* **Texto del documento**
Si Giuseppe Tartini no parece que pueda rivalizar con Vivaldi en el plano de la invención formal, se le deben algunas técnicas adquiridas que se encuentran en la base del violín. Además de las obras teóricas (Trattato di música, 1754; Principi dell’ armonía, 1767; Traité des agréments de la musique, 1728), se le deben casi ciento cuarenta conciertos y un centenar de sonatas. Estas obras distan mucho de revolucionar los géneros a los cuales pertenecen, pero atestiguan una gran atención al color, a la plasticidad de lo musical. De Corelli retiene el sentido de la forma, que, sin embargo, adapta con más humanidad. De Vivaldi conserva aquel gusto particular del virtuosismo al servicio de una emoción, virtuosismo «bien atemperado», no obstante, ya que para este hombre que ha quedado en la historia gracias al Trino del Diablo, la acrobacia digital no es sino una anécdota frente a las múltiples posibilidades del violín.

* **Requisitos del ejercicio**
Traduce al inglés esta oración del texto sobre Tartini: «De Corelli retiene el sentido de la forma, que, sin embargo, adapta con más humanidad». El listado no hace falta para resolver este ejercicio.

* **Información proporcionada**
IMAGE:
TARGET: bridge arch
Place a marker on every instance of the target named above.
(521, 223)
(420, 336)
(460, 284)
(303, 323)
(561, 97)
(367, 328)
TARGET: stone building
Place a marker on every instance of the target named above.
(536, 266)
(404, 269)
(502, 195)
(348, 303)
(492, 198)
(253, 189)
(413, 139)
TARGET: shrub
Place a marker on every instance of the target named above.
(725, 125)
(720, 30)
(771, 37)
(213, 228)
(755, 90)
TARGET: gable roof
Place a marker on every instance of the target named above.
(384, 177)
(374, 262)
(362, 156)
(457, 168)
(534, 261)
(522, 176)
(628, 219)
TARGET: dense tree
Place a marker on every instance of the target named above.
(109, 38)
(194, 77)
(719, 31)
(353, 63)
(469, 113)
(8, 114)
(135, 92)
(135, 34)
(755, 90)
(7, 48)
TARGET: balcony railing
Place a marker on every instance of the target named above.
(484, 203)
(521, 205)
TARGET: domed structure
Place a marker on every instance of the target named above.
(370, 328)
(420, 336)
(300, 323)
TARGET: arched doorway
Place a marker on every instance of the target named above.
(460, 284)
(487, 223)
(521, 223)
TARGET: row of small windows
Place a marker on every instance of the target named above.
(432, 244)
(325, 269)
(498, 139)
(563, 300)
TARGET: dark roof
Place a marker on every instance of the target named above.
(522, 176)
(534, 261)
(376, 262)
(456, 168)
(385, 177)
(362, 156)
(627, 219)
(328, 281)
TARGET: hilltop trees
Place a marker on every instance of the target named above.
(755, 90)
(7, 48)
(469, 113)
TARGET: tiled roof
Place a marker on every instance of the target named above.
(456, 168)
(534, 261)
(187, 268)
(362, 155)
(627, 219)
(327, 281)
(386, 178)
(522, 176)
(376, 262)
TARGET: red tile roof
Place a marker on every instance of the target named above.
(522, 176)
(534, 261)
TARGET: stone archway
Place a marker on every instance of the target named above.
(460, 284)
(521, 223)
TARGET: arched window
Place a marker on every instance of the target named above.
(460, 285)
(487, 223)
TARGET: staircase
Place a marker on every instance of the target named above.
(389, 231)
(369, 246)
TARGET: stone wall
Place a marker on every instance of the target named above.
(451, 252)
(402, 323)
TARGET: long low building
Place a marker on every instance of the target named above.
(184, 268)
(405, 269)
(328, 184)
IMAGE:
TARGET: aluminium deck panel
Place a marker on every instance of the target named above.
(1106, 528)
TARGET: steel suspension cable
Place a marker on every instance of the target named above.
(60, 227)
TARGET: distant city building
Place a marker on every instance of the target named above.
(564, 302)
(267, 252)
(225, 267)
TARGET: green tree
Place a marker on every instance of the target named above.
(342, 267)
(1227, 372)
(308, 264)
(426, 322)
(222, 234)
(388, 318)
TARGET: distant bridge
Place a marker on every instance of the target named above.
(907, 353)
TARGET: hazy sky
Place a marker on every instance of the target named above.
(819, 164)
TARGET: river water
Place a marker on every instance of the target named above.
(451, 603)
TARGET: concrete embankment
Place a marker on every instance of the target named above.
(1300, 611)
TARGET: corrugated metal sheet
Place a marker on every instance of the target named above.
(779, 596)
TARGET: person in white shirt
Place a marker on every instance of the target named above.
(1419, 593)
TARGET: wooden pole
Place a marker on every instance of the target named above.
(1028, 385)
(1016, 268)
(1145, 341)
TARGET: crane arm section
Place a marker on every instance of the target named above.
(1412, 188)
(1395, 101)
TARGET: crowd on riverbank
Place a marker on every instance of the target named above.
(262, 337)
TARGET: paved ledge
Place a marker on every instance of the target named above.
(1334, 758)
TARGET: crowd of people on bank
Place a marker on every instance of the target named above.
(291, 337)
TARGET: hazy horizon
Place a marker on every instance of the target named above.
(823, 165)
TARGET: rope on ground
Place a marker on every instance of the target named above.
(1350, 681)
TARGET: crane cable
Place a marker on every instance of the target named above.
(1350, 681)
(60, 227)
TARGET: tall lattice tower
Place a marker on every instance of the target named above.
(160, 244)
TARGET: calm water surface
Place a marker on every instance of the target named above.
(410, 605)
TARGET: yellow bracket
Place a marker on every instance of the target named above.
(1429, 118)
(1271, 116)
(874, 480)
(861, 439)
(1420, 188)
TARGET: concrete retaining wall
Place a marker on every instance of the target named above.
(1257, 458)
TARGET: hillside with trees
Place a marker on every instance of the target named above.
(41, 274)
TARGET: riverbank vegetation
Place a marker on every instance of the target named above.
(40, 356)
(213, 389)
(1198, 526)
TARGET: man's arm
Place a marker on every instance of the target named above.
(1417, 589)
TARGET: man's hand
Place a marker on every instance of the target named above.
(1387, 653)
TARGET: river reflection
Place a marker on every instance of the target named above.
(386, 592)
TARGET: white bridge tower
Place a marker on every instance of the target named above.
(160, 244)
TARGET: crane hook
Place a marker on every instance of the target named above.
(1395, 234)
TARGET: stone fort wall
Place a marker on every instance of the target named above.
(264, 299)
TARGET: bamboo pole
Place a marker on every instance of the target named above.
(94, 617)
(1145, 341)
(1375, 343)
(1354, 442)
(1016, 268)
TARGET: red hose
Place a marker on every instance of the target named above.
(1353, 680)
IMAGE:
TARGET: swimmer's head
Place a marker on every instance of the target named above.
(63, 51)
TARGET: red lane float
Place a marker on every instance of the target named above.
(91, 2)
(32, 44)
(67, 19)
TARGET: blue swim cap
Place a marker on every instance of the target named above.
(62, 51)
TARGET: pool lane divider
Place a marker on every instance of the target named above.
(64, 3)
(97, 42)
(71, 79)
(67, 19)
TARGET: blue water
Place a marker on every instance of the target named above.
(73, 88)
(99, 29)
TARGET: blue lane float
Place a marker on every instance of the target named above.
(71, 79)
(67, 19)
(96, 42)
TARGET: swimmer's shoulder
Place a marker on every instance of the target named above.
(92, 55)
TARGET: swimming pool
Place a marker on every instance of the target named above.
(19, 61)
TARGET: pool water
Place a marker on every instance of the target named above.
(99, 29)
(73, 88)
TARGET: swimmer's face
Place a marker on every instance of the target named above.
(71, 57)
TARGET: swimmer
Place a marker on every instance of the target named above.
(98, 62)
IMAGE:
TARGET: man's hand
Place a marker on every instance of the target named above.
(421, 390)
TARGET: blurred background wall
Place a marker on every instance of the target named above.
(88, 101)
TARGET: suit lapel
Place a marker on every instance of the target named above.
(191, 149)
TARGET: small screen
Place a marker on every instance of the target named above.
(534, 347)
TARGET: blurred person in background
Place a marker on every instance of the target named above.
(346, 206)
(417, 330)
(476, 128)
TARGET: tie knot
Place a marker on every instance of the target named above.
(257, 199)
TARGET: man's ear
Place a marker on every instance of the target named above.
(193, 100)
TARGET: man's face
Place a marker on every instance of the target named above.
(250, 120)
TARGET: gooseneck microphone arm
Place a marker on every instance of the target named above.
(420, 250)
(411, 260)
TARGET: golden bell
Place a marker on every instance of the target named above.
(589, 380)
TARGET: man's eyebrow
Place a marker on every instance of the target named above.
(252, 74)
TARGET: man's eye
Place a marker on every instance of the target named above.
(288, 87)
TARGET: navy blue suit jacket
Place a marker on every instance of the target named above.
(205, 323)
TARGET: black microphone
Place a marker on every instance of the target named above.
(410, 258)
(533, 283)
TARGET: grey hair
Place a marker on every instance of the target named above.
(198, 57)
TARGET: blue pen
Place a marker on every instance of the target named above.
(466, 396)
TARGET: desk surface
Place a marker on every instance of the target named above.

* **Respuesta al ejercicio**
From Corelli he retains the sense of form, which, however, he adapts with greater humanity.